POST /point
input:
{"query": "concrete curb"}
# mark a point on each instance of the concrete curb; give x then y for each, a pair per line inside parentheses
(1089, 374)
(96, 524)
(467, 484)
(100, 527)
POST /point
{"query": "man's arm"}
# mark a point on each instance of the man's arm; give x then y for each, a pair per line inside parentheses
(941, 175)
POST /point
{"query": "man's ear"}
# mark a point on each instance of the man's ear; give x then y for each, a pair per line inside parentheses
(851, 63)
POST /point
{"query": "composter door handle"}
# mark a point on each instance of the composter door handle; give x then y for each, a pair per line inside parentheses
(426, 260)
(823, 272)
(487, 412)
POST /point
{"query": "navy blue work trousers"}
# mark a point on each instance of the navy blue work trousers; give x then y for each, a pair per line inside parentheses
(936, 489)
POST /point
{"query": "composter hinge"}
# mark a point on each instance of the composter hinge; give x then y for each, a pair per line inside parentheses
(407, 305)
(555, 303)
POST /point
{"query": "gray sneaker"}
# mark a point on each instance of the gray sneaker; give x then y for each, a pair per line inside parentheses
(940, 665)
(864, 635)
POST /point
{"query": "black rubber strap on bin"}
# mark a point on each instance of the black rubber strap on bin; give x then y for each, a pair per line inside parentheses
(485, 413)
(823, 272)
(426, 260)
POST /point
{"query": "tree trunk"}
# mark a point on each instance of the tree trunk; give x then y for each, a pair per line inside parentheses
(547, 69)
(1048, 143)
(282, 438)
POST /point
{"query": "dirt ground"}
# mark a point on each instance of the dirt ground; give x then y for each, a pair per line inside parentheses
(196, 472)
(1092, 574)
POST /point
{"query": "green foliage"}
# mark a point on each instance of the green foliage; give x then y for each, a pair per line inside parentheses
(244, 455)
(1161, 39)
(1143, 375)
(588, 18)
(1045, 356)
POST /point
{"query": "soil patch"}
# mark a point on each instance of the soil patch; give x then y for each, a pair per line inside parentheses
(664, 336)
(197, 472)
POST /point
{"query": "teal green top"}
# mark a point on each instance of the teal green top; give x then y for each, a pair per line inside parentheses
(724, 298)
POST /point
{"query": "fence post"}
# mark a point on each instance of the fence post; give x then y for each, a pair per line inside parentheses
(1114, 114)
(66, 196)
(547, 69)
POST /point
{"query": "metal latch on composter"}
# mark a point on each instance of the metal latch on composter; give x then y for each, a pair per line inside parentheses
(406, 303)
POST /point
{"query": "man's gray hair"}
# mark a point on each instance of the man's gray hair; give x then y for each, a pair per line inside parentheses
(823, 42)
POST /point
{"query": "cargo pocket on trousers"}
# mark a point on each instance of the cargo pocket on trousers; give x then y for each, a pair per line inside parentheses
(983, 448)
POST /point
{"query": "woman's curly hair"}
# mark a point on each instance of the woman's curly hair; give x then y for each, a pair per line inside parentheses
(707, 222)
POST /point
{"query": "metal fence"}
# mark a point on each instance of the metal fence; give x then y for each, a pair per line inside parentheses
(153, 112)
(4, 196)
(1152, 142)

Instructions for the task ▸
The expected response is the full data, reproduced exactly.

Task solution ▸
POST /point
input:
{"query": "concrete curb"}
# mark a point on each instance of the concrete curb; give x then y for each, a pair per line inside parentheses
(1089, 374)
(96, 524)
(467, 484)
(100, 527)
POST /point
{"query": "man's arm"}
# mark a point on each instance of the man's arm; give x then y for each, a pair per line inside parentheses
(941, 175)
POST /point
{"query": "man's ear"}
# mark a point on each instance of the man's ear; give x then y for each, a pair per line inside parentheses
(851, 63)
POST /point
{"query": "composter door handle"}
# mark a point on each instance of the composter door handle; give x then y for each, a pair per line inside parentheses
(426, 260)
(823, 272)
(487, 412)
POST /point
{"query": "navy blue work trousers"}
# mark a point on each instance of the navy blue work trousers; give x then y for each, a pair per line inside parentheses
(936, 489)
POST /point
{"query": "composter hinge"}
# mark a point on each instance of the composter hinge; give x then y for each, a pair per line inside parentheses
(407, 305)
(555, 303)
POST /point
{"query": "gray sneaker"}
# mark a point on each instance of the gray sneaker; give x then y for each, a pair per line inside parentheses
(940, 665)
(864, 635)
POST /point
{"query": "black rubber strap on bin"}
# mark a point on each instance of the black rubber strap on bin; give x then y for each, a pair per line inside parentheses
(485, 413)
(823, 272)
(426, 260)
POST /point
{"query": "tree trunk"}
# mark a point on each instance of the tree trunk; give x then y for each, a pair per line inside parentheses
(547, 69)
(1048, 143)
(282, 438)
POST /point
{"query": "dirt ground"}
# mark a point on each instance of the dirt ground; give x then y for each, a pair per line inside parentheses
(196, 472)
(1092, 574)
POST /point
{"query": "green foliage"}
# mark a point on each instance of the green foliage; give x then y for each, a pair per line inside parentheses
(244, 455)
(1161, 39)
(1143, 375)
(588, 18)
(1045, 356)
POST /point
{"query": "soil patch"}
# mark a point on each instance of the soil patch; give x then y for each, a pair per line inside parentheses
(664, 336)
(197, 472)
POST /point
{"query": "teal green top"}
# mark a point on each instance of the teal green top; give x then y for each, a pair per line inside parentheses
(724, 298)
POST /point
{"query": "fence post"}
# mark a point on each instance of the fence post; give x then y for each, a pair per line inside parentheses
(1114, 114)
(66, 196)
(547, 69)
POST /point
{"query": "metal latch on composter"}
# mark a point on each instance of the metal latch on composter; give x then y for each, a pair per line inside parentheses
(406, 303)
POST /point
{"query": "man's gray hair"}
# mark a point on each instance of the man's gray hair; give x then y for each, a pair per line inside parentheses
(823, 42)
POST /point
{"query": "cargo pocket on trousers"}
# mark a point on each instance of the cargo pocket on trousers; give x then y for each, a pair per line inside parentheses
(983, 448)
POST /point
{"query": "woman's curly hair"}
# mark a point on each instance of the woman's curly hair; give x then y for each, a pair per line inside parentheses
(707, 222)
POST /point
{"query": "metal fence"}
# mark a point on each instance of the metal fence; give x then y for each, a pair per line inside parentheses
(153, 112)
(4, 196)
(1152, 142)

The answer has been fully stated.